**Problem to solve:** Every line below that holds the word "black" counts once; please tally them and give only the total.

Stored data entries:
▶
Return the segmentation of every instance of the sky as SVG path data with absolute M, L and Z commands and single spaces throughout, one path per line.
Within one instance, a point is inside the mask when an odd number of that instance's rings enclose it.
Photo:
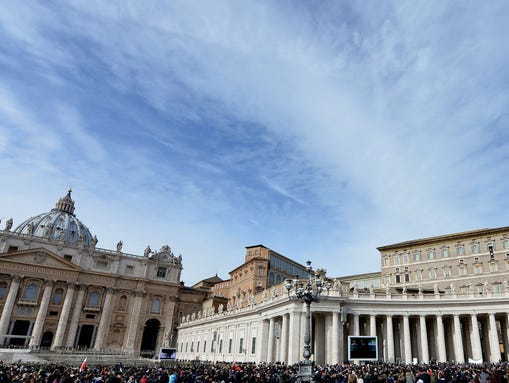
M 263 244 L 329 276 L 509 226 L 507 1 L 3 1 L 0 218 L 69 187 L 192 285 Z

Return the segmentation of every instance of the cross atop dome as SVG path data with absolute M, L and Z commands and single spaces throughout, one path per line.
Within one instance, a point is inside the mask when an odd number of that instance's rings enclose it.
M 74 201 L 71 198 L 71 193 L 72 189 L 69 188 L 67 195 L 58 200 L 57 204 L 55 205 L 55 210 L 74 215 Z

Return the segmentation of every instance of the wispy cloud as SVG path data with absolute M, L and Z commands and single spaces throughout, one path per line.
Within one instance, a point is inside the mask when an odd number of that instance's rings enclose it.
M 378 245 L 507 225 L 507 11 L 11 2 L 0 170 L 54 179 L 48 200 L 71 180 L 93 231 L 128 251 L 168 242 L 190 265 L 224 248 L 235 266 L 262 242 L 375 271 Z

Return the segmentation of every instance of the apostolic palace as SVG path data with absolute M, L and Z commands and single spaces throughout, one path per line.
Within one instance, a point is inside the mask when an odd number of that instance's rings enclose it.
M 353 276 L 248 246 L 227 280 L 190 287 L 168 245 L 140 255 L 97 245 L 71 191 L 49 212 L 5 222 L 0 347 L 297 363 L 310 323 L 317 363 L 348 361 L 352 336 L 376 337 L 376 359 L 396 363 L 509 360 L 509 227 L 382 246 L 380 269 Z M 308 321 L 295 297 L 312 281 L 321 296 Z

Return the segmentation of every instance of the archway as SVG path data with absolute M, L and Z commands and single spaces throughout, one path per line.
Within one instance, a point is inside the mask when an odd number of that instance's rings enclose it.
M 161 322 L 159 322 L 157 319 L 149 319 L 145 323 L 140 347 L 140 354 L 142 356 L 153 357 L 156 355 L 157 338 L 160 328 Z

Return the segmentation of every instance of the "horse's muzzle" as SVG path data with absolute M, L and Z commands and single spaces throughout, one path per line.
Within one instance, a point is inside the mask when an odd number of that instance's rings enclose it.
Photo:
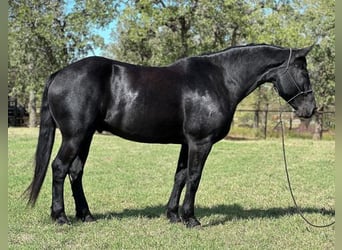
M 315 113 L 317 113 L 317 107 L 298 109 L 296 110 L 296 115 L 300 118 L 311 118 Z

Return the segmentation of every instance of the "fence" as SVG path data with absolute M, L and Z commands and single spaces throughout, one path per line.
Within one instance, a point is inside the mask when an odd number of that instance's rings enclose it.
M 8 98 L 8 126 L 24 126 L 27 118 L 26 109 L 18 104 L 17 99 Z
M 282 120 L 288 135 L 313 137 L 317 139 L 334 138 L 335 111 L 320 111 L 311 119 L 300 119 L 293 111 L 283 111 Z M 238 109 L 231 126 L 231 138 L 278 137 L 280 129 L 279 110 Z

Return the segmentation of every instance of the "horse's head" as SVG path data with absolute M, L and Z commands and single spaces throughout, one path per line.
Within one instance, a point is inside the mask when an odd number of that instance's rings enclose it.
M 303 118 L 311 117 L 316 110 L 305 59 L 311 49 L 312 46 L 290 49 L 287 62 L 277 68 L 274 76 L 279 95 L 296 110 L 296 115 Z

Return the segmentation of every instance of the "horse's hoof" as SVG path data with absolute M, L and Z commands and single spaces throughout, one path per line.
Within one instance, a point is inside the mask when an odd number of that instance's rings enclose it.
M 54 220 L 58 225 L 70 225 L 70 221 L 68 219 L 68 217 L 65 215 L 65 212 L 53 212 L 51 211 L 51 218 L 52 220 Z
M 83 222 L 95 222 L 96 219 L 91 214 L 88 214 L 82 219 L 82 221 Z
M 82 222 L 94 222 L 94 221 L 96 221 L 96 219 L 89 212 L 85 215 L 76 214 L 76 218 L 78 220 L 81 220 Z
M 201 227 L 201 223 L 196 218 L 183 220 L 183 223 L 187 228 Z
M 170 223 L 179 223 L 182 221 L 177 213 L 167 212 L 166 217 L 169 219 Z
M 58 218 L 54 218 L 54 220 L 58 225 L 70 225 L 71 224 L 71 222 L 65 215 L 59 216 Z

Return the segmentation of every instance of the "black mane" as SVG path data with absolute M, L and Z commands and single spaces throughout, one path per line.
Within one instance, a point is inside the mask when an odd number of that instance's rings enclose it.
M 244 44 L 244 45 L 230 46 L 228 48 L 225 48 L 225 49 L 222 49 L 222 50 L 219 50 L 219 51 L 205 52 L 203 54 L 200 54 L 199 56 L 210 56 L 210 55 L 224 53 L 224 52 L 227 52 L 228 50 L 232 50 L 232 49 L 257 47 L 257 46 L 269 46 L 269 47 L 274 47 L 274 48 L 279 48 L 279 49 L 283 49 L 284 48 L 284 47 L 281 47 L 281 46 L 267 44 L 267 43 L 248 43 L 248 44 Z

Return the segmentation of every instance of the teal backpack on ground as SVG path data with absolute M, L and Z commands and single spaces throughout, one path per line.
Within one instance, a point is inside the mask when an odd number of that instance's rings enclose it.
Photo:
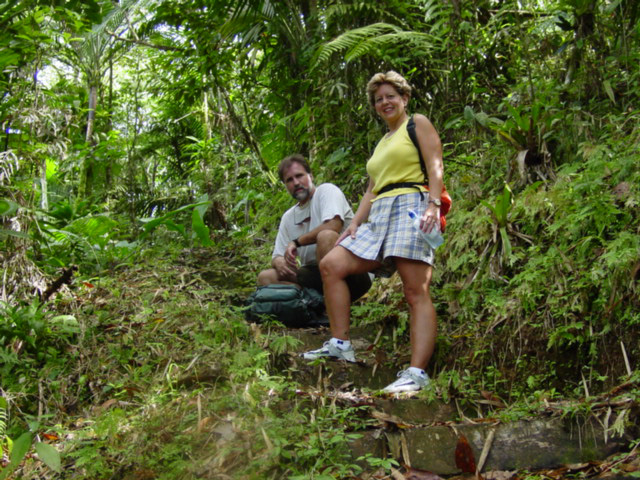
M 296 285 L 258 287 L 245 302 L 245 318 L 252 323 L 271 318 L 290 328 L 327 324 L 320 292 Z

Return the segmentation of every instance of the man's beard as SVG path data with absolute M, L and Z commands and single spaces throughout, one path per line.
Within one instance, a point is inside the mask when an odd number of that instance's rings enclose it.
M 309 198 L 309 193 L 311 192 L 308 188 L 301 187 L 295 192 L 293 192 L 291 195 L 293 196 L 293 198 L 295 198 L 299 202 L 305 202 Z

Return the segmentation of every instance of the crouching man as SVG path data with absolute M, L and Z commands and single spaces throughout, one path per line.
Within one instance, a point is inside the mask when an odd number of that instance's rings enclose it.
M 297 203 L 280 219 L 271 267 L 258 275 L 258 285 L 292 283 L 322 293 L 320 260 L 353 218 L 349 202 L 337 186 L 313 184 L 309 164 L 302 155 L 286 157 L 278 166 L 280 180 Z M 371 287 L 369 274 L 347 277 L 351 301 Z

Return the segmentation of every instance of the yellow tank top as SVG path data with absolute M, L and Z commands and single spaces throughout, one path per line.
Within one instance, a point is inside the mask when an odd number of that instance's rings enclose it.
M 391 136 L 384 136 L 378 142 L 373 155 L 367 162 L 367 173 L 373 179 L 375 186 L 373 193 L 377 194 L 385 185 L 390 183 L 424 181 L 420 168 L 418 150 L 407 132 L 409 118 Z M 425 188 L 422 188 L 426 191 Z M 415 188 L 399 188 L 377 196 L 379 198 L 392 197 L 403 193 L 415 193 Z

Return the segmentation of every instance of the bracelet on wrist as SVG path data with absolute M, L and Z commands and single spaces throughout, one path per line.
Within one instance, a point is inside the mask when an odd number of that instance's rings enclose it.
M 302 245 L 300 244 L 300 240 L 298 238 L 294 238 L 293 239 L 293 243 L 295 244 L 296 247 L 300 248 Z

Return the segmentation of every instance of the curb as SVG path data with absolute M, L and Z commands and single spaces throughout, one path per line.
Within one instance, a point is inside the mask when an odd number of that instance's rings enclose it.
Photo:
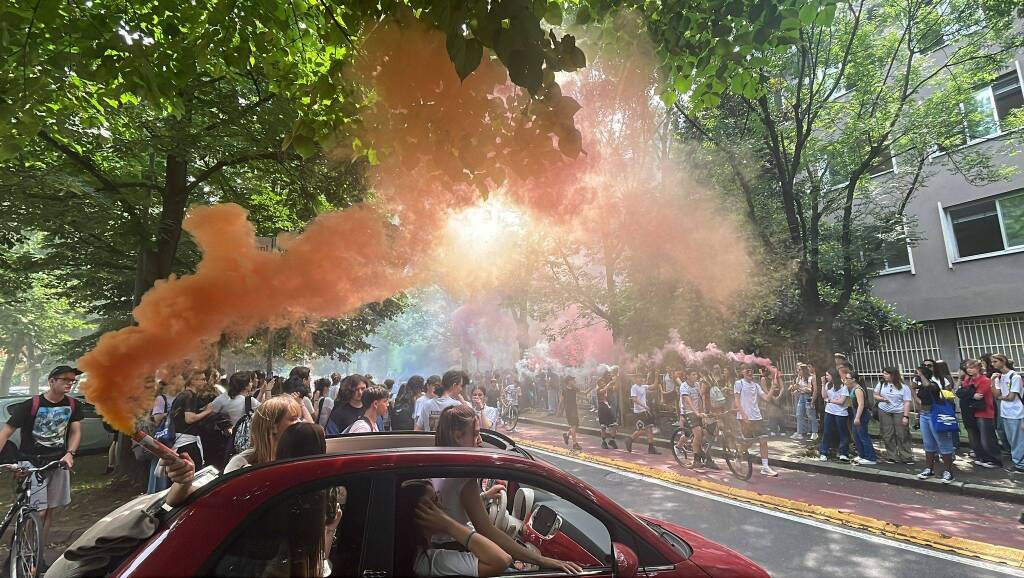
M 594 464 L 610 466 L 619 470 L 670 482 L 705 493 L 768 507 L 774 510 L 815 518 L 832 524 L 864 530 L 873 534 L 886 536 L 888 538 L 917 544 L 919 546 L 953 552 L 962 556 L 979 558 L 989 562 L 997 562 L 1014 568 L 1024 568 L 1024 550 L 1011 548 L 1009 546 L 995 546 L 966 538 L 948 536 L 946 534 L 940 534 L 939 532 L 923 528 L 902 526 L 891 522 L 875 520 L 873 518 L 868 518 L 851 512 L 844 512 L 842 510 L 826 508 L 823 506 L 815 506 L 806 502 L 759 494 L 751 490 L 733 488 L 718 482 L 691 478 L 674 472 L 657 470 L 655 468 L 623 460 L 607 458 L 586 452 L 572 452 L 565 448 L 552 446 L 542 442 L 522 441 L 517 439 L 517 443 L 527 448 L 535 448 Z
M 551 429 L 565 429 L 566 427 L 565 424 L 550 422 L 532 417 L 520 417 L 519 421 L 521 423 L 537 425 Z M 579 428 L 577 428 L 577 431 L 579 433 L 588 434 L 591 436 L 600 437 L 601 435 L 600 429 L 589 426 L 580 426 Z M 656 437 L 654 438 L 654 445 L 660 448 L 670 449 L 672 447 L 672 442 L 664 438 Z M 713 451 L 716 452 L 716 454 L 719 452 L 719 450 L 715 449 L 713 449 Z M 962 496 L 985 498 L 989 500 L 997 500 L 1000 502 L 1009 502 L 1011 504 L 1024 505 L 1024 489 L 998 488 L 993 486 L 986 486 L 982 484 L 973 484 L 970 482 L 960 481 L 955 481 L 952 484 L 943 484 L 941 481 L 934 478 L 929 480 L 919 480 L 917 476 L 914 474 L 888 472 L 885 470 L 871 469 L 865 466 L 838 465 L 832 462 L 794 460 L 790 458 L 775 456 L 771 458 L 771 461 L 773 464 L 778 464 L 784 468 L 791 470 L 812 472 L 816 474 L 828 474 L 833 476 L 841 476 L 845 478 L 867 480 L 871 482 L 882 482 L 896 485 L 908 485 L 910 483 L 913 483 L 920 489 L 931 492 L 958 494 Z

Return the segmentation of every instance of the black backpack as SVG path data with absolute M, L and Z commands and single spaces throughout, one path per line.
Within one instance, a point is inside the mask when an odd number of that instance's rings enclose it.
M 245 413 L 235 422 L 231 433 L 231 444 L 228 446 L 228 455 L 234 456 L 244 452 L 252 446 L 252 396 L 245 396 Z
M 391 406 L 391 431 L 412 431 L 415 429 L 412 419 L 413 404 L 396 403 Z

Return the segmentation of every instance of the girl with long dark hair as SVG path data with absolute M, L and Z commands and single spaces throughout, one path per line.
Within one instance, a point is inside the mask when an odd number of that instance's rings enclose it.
◀
**Output of the task:** 2